*** Block opens ***

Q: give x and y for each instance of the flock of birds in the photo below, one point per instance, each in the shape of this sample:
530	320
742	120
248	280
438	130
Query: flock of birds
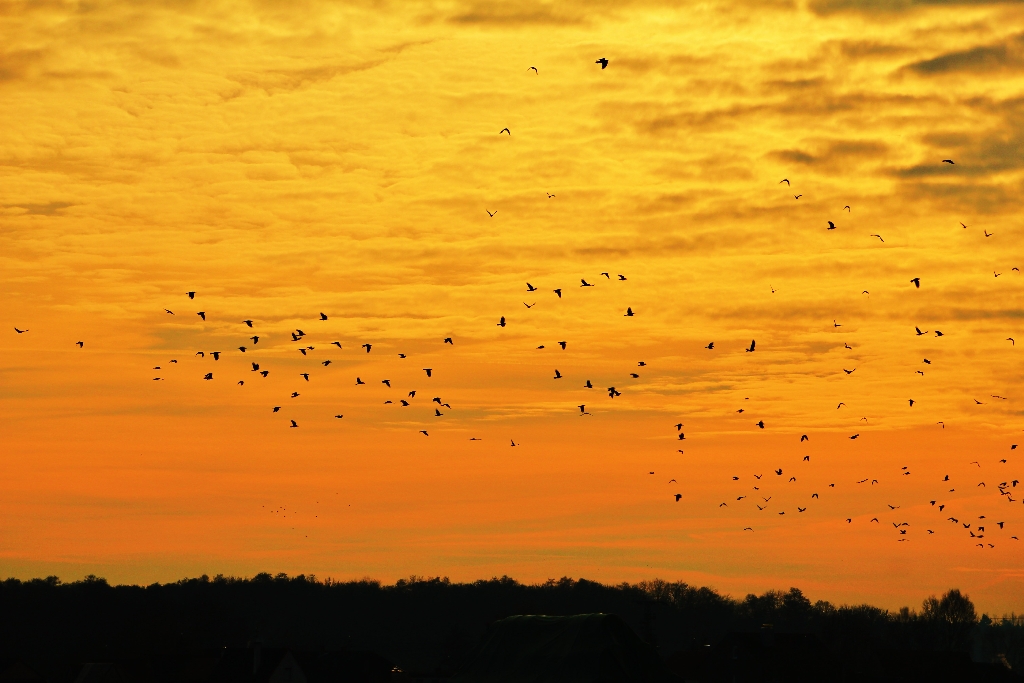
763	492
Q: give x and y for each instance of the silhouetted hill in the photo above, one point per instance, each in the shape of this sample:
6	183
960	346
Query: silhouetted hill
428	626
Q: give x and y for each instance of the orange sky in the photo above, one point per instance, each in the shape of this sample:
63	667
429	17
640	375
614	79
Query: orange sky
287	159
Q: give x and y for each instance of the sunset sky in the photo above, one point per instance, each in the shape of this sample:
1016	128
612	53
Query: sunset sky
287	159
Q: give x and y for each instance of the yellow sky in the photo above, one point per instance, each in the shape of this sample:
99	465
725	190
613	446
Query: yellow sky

*** Block closes ***
*** Block opens ***

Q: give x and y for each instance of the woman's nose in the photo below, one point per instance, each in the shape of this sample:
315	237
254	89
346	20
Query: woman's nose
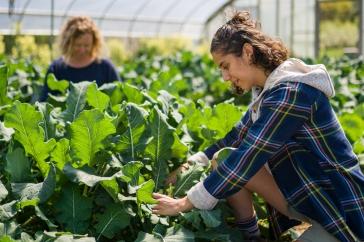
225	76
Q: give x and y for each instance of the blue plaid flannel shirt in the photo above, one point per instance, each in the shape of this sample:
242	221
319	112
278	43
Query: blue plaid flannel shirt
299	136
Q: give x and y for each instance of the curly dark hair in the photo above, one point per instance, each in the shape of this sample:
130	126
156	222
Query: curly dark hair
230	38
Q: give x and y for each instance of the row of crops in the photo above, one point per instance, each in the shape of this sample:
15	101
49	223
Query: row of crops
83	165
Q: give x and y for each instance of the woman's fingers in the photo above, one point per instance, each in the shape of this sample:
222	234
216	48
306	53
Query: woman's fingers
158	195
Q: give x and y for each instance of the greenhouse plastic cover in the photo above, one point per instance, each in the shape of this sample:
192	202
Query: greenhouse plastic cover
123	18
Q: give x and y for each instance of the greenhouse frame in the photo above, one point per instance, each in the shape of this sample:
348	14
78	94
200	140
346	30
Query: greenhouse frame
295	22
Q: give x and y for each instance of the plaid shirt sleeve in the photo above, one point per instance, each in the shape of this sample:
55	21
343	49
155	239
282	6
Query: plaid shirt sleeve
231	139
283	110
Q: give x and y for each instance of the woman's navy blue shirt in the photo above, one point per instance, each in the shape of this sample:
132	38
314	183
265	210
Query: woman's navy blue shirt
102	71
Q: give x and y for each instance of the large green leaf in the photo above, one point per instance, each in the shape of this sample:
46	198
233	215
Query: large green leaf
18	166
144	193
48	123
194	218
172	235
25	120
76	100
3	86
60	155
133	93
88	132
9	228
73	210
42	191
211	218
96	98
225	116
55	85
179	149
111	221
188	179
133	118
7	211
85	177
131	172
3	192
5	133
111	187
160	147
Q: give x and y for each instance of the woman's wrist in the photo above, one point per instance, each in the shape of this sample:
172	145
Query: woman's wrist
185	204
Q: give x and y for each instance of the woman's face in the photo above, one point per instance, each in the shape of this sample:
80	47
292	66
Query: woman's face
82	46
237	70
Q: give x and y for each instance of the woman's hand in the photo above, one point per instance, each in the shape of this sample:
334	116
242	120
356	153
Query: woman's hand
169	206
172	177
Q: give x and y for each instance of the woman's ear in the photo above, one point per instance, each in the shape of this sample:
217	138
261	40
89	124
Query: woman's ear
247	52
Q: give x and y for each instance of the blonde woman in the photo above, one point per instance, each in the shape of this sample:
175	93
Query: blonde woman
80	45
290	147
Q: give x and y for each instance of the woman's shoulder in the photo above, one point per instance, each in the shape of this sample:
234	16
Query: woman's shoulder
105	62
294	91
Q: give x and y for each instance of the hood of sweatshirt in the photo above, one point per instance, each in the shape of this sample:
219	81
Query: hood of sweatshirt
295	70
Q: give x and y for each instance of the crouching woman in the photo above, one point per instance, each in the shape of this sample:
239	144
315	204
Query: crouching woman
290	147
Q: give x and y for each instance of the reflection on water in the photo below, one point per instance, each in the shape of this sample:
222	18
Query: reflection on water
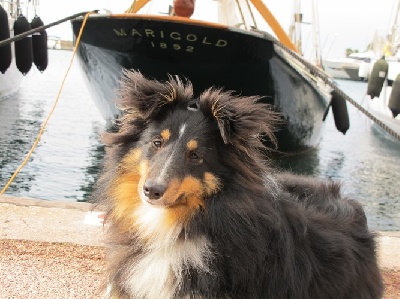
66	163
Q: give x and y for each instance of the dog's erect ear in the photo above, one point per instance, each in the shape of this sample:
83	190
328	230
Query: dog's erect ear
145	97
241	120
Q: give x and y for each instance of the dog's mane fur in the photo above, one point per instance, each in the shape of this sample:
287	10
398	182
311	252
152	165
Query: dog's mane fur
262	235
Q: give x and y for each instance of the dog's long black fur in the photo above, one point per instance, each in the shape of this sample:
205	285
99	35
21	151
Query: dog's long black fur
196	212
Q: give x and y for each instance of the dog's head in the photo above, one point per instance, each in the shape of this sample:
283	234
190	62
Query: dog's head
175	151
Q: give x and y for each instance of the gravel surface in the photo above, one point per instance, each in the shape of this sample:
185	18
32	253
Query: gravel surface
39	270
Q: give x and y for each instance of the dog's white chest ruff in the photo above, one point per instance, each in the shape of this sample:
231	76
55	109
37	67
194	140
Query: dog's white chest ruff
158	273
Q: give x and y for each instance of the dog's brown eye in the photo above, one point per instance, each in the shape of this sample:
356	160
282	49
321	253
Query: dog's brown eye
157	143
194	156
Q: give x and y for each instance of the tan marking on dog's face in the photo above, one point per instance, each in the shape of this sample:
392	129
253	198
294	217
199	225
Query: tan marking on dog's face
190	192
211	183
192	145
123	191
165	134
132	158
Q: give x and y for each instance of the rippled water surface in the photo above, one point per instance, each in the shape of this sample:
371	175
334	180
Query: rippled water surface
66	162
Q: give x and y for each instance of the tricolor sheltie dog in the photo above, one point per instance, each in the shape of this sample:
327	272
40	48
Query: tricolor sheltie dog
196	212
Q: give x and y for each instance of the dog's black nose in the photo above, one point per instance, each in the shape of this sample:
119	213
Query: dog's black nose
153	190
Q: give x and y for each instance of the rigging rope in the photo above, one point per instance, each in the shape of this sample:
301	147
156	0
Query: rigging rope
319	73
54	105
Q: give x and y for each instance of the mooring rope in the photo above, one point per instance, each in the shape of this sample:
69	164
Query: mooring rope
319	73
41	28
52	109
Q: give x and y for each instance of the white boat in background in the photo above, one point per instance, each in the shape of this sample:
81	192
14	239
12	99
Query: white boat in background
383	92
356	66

*** Block closes ***
*** Block opens ***

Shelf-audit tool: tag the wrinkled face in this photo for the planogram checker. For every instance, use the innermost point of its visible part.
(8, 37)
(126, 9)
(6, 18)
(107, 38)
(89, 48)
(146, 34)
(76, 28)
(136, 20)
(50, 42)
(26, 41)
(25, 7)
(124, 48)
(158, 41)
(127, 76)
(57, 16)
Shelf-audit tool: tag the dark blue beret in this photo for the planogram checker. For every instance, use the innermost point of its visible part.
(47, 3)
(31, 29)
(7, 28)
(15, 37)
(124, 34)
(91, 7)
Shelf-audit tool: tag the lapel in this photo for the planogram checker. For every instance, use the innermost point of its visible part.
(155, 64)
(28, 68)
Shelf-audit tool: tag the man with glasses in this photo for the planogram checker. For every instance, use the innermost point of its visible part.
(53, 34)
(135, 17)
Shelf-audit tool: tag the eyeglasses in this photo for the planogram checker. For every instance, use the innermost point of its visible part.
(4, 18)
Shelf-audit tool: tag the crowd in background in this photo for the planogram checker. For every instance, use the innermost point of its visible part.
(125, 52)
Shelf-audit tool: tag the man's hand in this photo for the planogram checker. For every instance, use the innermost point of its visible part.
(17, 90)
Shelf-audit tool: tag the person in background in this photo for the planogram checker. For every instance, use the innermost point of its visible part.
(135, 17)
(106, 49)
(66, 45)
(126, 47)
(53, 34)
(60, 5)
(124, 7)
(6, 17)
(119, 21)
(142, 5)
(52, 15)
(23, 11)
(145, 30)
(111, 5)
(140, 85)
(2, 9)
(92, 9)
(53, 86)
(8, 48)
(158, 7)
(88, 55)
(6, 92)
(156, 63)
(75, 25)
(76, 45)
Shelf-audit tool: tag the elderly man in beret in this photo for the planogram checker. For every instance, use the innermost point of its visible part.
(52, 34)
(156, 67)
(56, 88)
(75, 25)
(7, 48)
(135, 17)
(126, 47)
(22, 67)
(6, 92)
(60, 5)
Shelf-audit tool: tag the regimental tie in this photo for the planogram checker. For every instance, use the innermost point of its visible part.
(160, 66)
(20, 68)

*** Block closes ***

■ **DIRECTIONS FOR THIS TASK**
Your answer must be every line from the entries that contains the string "below", copied as it stands.

■ **SOLUTION TO THIS PROBLEM**
Q: give x and y for each instance of the flock of birds in the photo below, one point per instance, each in the shape of this sample:
Q: give x and y for each instance of the woman's nose in the photo below, one point per instance, each in the shape of this sample:
Q: give x and y for each instance of the reflection on water in the photo below, one point per instance, each in the shape of this sample:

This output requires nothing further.